INFORMATION GIVEN
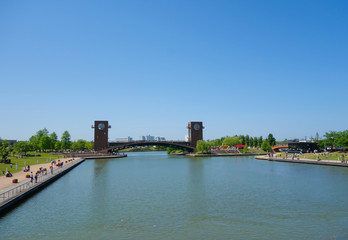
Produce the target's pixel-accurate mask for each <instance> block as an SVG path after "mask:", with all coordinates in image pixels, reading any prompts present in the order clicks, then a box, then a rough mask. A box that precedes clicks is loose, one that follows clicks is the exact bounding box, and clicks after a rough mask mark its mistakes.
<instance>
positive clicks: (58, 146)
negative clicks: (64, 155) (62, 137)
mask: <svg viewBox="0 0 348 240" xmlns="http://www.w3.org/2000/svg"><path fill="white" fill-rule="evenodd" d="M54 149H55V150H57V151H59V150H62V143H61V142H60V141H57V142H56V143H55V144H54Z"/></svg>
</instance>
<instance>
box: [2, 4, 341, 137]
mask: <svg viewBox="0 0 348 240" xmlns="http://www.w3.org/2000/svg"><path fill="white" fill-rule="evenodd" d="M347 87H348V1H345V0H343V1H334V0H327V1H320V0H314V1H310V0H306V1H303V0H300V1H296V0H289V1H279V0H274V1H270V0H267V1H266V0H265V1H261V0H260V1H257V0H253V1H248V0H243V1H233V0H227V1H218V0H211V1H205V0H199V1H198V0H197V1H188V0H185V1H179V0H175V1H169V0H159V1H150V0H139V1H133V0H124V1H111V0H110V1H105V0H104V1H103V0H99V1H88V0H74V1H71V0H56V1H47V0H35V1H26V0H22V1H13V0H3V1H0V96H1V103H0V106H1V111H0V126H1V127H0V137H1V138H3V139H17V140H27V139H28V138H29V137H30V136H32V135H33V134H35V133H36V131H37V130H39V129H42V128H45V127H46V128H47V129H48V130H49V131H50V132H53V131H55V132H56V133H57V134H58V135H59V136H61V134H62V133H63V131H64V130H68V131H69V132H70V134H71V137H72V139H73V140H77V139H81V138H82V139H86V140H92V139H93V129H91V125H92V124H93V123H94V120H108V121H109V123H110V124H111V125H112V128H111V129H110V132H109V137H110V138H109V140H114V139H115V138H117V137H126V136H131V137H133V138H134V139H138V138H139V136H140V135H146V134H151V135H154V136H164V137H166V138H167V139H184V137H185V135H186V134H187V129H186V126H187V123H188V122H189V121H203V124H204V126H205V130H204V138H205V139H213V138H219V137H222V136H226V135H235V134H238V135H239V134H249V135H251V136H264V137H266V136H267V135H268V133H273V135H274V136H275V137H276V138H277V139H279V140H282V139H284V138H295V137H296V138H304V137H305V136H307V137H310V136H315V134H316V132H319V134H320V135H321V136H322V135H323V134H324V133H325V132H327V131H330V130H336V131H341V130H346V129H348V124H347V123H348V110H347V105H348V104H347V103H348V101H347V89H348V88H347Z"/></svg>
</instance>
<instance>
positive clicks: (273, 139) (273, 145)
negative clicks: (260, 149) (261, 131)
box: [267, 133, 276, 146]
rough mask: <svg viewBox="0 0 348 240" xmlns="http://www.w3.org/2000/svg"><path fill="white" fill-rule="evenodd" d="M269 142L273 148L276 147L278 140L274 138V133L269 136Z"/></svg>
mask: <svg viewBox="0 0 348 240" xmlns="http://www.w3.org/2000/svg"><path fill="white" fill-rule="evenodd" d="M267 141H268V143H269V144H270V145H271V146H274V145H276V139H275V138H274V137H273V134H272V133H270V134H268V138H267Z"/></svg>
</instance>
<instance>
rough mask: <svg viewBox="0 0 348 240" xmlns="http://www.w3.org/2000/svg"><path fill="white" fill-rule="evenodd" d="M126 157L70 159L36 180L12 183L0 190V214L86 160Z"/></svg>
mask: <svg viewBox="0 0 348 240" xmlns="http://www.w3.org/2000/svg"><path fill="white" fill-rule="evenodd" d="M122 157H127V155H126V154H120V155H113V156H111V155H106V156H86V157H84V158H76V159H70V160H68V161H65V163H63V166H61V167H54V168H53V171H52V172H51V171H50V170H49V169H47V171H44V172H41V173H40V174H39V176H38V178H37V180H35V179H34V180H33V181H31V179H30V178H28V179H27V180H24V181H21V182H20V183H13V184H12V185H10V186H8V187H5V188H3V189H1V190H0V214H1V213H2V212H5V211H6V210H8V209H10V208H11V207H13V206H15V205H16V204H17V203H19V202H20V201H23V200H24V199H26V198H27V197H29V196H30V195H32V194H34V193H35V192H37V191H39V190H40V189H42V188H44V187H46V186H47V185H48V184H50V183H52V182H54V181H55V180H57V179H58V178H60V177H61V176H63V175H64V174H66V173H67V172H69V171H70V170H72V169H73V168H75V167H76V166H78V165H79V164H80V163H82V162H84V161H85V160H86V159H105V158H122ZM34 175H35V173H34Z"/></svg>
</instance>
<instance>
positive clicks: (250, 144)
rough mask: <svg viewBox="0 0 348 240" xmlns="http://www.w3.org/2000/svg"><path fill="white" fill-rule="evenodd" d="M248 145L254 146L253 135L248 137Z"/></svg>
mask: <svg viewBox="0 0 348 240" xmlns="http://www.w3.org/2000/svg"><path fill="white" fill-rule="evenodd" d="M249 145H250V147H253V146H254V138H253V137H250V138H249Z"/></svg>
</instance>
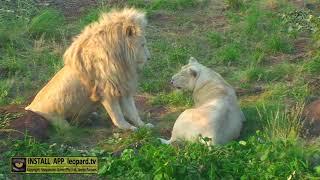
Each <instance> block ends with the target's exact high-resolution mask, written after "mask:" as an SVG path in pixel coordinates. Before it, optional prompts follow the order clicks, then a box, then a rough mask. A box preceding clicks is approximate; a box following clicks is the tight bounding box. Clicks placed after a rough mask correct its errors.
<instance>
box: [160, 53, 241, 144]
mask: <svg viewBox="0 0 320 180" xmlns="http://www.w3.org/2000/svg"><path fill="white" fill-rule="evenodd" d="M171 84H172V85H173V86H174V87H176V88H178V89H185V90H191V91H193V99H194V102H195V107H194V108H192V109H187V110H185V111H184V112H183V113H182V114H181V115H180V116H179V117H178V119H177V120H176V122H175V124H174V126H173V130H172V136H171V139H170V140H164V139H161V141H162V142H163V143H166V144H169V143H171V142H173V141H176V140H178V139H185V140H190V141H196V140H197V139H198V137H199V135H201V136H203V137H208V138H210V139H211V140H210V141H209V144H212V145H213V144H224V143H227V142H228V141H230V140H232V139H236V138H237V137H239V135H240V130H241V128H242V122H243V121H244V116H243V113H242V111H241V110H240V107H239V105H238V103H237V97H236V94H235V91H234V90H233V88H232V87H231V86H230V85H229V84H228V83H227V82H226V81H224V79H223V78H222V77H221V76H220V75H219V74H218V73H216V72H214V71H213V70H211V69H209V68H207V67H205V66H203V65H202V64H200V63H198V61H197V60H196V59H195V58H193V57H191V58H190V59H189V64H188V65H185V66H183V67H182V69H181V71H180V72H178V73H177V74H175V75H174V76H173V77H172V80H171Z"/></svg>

ABOUT THIS TASK
An exact copy of the listing is needed, minus its pictures.

FINISHED EXERCISE
Produce the target's pixel-accurate mask for each <instance> block as an SVG path after "mask:", with all coordinates in image pixels, reading any prompts present in the order clicks, then a box, then a rough mask. A box that precedes clicks is loose, one that follows clicks is the exact bounding box, and clicks after a rough mask mark its mistakes.
<instance>
positive clicks: (58, 146)
negative clicks: (64, 155) (62, 137)
mask: <svg viewBox="0 0 348 240" xmlns="http://www.w3.org/2000/svg"><path fill="white" fill-rule="evenodd" d="M54 149H55V150H57V151H59V150H62V143H61V142H60V141H57V142H56V143H55V144H54Z"/></svg>
</instance>
<instance>
box: [2, 4, 341, 137]
mask: <svg viewBox="0 0 348 240" xmlns="http://www.w3.org/2000/svg"><path fill="white" fill-rule="evenodd" d="M347 87H348V1H345V0H343V1H334V0H327V1H320V0H314V1H310V0H306V1H303V0H300V1H296V0H289V1H279V0H274V1H270V0H267V1H266V0H265V1H261V0H260V1H257V0H253V1H248V0H243V1H233V0H227V1H218V0H211V1H205V0H199V1H198V0H197V1H188V0H185V1H179V0H175V1H169V0H159V1H150V0H139V1H133V0H124V1H111V0H110V1H105V0H104V1H103V0H99V1H88V0H74V1H71V0H56V1H47V0H35V1H26V0H22V1H13V0H3V1H0V96H1V103H0V106H1V111H0V126H1V127H0V137H1V138H3V139H17V140H27V139H28V138H29V137H30V136H32V135H33V134H35V133H36V131H37V130H39V129H42V128H45V127H46V128H47V129H48V130H49V131H50V132H53V131H55V132H56V133H57V134H58V135H59V136H61V134H62V133H63V131H64V130H68V131H69V132H70V134H71V137H72V139H73V140H77V139H81V138H82V139H86V140H92V139H93V129H91V125H92V124H93V123H94V120H108V121H109V123H110V124H111V125H112V128H111V129H110V132H109V137H110V138H109V140H114V139H115V138H117V137H126V136H131V137H133V138H134V139H138V138H139V136H140V135H146V134H151V135H154V136H164V137H166V138H167V139H184V137H185V135H186V134H187V129H186V126H187V123H188V122H189V121H203V124H204V126H205V130H204V138H205V139H213V138H219V137H222V136H226V135H235V134H238V135H239V134H249V135H251V136H264V137H266V136H267V135H268V133H273V135H274V136H275V137H276V138H277V139H279V140H282V139H284V138H295V137H296V138H304V137H305V136H307V137H310V136H315V134H316V132H319V134H320V135H321V136H322V135H323V134H324V133H325V132H327V131H330V130H336V131H341V130H346V129H348V124H347V123H348V110H347V105H348V104H347V103H348V101H347V89H348V88H347Z"/></svg>
</instance>
<instance>
positive clicks: (273, 139) (273, 145)
negative clicks: (260, 149) (261, 131)
box: [267, 133, 276, 146]
rough mask: <svg viewBox="0 0 348 240" xmlns="http://www.w3.org/2000/svg"><path fill="white" fill-rule="evenodd" d="M269 142L273 148L276 147L278 140L274 138V133L269 136Z"/></svg>
mask: <svg viewBox="0 0 348 240" xmlns="http://www.w3.org/2000/svg"><path fill="white" fill-rule="evenodd" d="M267 141H268V143H269V144H270V145H271V146H274V145H276V139H275V138H274V137H273V134H272V133H270V134H268V138H267Z"/></svg>
</instance>
<instance>
rough mask: <svg viewBox="0 0 348 240" xmlns="http://www.w3.org/2000/svg"><path fill="white" fill-rule="evenodd" d="M126 157L70 159L36 180L12 183L0 190V214L86 160Z"/></svg>
mask: <svg viewBox="0 0 348 240" xmlns="http://www.w3.org/2000/svg"><path fill="white" fill-rule="evenodd" d="M122 157H127V155H126V154H120V155H113V156H111V155H106V156H86V157H84V158H76V159H70V160H68V161H65V163H63V166H61V167H54V168H53V171H52V172H51V171H50V170H49V169H47V171H44V172H41V173H40V174H39V176H38V178H37V180H35V179H34V180H33V181H31V179H30V178H28V179H27V180H24V181H21V182H20V183H13V184H12V185H10V186H8V187H5V188H3V189H1V190H0V214H1V213H2V212H5V211H6V210H8V209H10V208H11V207H13V206H15V205H16V204H17V203H19V202H20V201H23V200H24V199H26V198H27V197H29V196H30V195H32V194H34V193H35V192H37V191H39V190H40V189H42V188H44V187H46V186H47V185H48V184H50V183H52V182H54V181H55V180H57V179H58V178H60V177H61V176H63V175H64V174H66V173H67V172H69V171H70V170H72V169H73V168H75V167H76V166H78V165H79V164H80V163H82V162H84V161H85V160H86V159H105V158H122ZM34 175H35V173H34Z"/></svg>
</instance>
<instance>
positive clicks: (250, 144)
rough mask: <svg viewBox="0 0 348 240" xmlns="http://www.w3.org/2000/svg"><path fill="white" fill-rule="evenodd" d="M248 145L254 146L253 135L248 137Z"/></svg>
mask: <svg viewBox="0 0 348 240" xmlns="http://www.w3.org/2000/svg"><path fill="white" fill-rule="evenodd" d="M249 145H250V147H253V146H254V138H253V137H250V138H249Z"/></svg>
</instance>
Each <instance> block ends with the target's exact high-resolution mask, written after "mask:" as an SVG path in pixel coordinates. Before it, optional prompts follow the order clicks, then a box, then a rough mask. A box preceding clicks is approximate; a box following clicks is the tight bounding box. Clicks placed after a rough mask correct its errors.
<instance>
box: [160, 53, 241, 144]
mask: <svg viewBox="0 0 320 180" xmlns="http://www.w3.org/2000/svg"><path fill="white" fill-rule="evenodd" d="M171 84H172V85H173V86H174V87H176V88H178V89H185V90H191V91H193V99H194V102H195V107H194V108H192V109H187V110H185V111H184V112H183V113H182V114H181V115H180V116H179V117H178V119H177V120H176V122H175V124H174V126H173V130H172V136H171V139H170V140H164V139H161V141H162V142H163V143H166V144H169V143H171V142H173V141H176V140H178V139H185V140H190V141H196V140H197V139H198V137H199V135H201V136H203V137H208V138H210V139H211V140H210V141H209V144H212V145H213V144H224V143H227V142H228V141H230V140H232V139H236V138H237V137H239V135H240V130H241V128H242V122H243V121H244V116H243V113H242V111H241V110H240V107H239V105H238V103H237V97H236V94H235V91H234V90H233V88H232V87H231V86H230V85H229V84H228V83H227V82H226V81H224V79H223V78H222V77H221V76H220V75H219V74H218V73H216V72H214V71H213V70H211V69H209V68H207V67H205V66H203V65H202V64H200V63H198V61H197V60H196V59H195V58H193V57H191V58H190V59H189V64H188V65H185V66H183V67H182V69H181V71H180V72H178V73H177V74H175V75H174V76H173V77H172V80H171Z"/></svg>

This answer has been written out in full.